▸ What the task requires:
Take the line with "Target: red painted fingernail" and every line after it, through the end of the listing, and give them again exactly, pictures excluded.

----- Supplied material

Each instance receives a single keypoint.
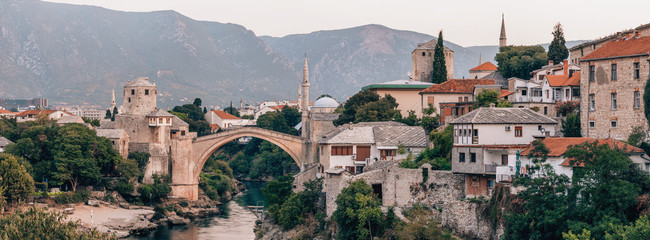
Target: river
(235, 223)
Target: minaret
(305, 100)
(502, 38)
(113, 100)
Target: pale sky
(465, 22)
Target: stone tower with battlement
(502, 37)
(422, 61)
(139, 97)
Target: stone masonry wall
(626, 116)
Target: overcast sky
(465, 22)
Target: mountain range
(75, 54)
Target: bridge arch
(203, 147)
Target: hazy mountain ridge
(77, 54)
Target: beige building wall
(444, 98)
(626, 115)
(408, 100)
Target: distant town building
(486, 142)
(452, 98)
(482, 70)
(405, 92)
(33, 115)
(23, 103)
(3, 143)
(422, 61)
(613, 79)
(352, 147)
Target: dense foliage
(557, 51)
(571, 126)
(602, 196)
(439, 74)
(519, 61)
(38, 224)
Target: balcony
(491, 168)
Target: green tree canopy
(557, 51)
(14, 178)
(519, 61)
(439, 74)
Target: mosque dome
(325, 102)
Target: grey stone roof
(379, 133)
(486, 115)
(140, 82)
(498, 78)
(4, 141)
(160, 113)
(409, 136)
(110, 133)
(325, 116)
(70, 119)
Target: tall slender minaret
(305, 100)
(113, 100)
(502, 38)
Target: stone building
(422, 61)
(612, 83)
(148, 128)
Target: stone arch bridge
(188, 157)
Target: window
(518, 132)
(342, 150)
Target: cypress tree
(557, 51)
(439, 73)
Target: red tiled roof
(457, 86)
(563, 80)
(486, 66)
(505, 93)
(557, 146)
(224, 115)
(621, 48)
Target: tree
(35, 223)
(571, 126)
(14, 178)
(358, 214)
(557, 51)
(519, 61)
(197, 102)
(353, 103)
(439, 74)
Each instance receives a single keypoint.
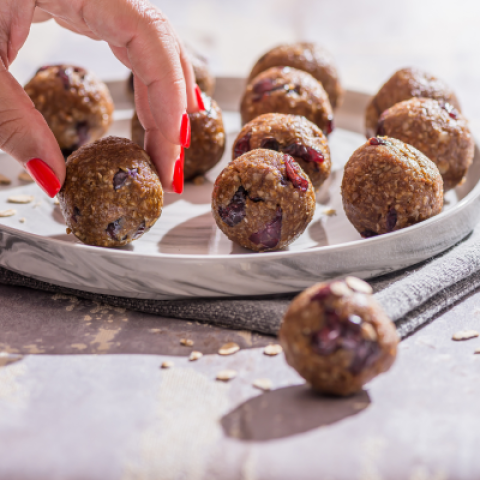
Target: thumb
(25, 135)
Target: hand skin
(140, 36)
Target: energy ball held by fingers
(308, 57)
(403, 85)
(263, 200)
(435, 128)
(76, 105)
(290, 91)
(388, 185)
(112, 194)
(290, 134)
(337, 337)
(207, 141)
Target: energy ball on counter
(310, 58)
(291, 134)
(203, 77)
(337, 337)
(207, 142)
(75, 103)
(435, 128)
(388, 185)
(403, 85)
(112, 194)
(263, 200)
(287, 90)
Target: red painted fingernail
(177, 184)
(198, 94)
(44, 176)
(185, 133)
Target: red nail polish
(44, 176)
(177, 184)
(185, 133)
(198, 94)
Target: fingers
(25, 135)
(165, 155)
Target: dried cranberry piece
(242, 146)
(76, 214)
(83, 132)
(235, 212)
(308, 154)
(114, 228)
(381, 128)
(270, 235)
(391, 219)
(377, 141)
(330, 127)
(293, 174)
(270, 143)
(121, 177)
(368, 233)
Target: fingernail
(198, 94)
(43, 176)
(185, 133)
(177, 184)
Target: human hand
(142, 38)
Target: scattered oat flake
(330, 212)
(263, 384)
(226, 375)
(358, 285)
(21, 199)
(272, 349)
(7, 213)
(195, 356)
(229, 348)
(25, 177)
(465, 335)
(4, 180)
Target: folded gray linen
(411, 297)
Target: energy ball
(308, 57)
(112, 194)
(263, 200)
(438, 130)
(388, 185)
(291, 91)
(403, 85)
(75, 103)
(290, 134)
(207, 142)
(203, 77)
(337, 337)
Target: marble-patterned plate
(186, 255)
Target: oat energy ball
(112, 194)
(438, 130)
(403, 85)
(287, 90)
(310, 58)
(207, 142)
(337, 337)
(75, 103)
(263, 200)
(388, 185)
(291, 134)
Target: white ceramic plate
(186, 255)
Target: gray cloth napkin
(410, 297)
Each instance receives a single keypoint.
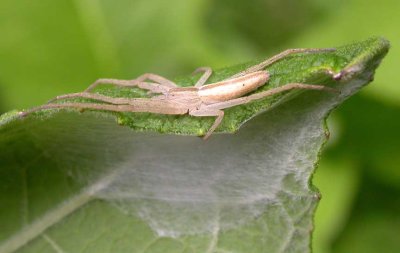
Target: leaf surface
(79, 182)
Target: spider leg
(95, 96)
(159, 84)
(203, 79)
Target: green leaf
(79, 182)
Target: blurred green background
(52, 47)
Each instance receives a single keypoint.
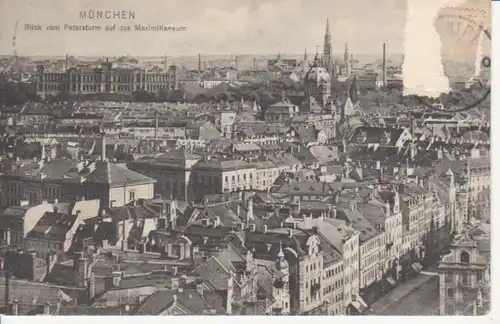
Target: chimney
(46, 309)
(15, 307)
(7, 236)
(124, 235)
(103, 146)
(91, 286)
(42, 156)
(384, 67)
(229, 300)
(156, 123)
(250, 210)
(199, 286)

----------

▸ Output for this exercise:
Target: red painted fingernail
(177, 184)
(198, 94)
(44, 176)
(185, 133)
Target: red nail polish
(44, 176)
(177, 184)
(185, 133)
(198, 94)
Target: fingers
(25, 135)
(165, 155)
Target: dried cranberry piece
(242, 146)
(76, 214)
(83, 132)
(235, 212)
(308, 154)
(114, 228)
(381, 128)
(270, 235)
(391, 219)
(377, 141)
(330, 127)
(293, 174)
(270, 143)
(121, 177)
(368, 233)
Target: fingernail
(198, 94)
(43, 176)
(185, 133)
(177, 184)
Target: human hand
(142, 38)
Target: scattered oat flake
(330, 212)
(263, 384)
(226, 375)
(358, 285)
(21, 199)
(272, 349)
(7, 213)
(195, 356)
(229, 348)
(25, 177)
(465, 335)
(4, 180)
Target: folded gray linen
(411, 297)
Target: energy ball
(308, 57)
(112, 194)
(263, 200)
(438, 130)
(388, 185)
(291, 91)
(403, 85)
(75, 103)
(290, 134)
(207, 142)
(203, 77)
(337, 337)
Target: marble-patterned plate
(186, 255)
Target: oat energy ball
(112, 194)
(438, 130)
(403, 85)
(287, 90)
(310, 58)
(207, 142)
(337, 337)
(75, 103)
(263, 200)
(388, 185)
(291, 134)
Target: white ceramic plate
(186, 255)
Target: gray cloth napkin
(410, 297)
Each instance receives a single keypoint.
Target: leaf surface
(79, 182)
Target: spider leg
(95, 96)
(159, 84)
(203, 79)
Target: green leaf
(79, 182)
Target: blurred green background
(52, 47)
Each instance receives a single keypoint.
Target: chimney
(46, 309)
(15, 307)
(7, 236)
(124, 235)
(103, 146)
(91, 286)
(42, 156)
(384, 67)
(229, 300)
(156, 123)
(250, 210)
(199, 286)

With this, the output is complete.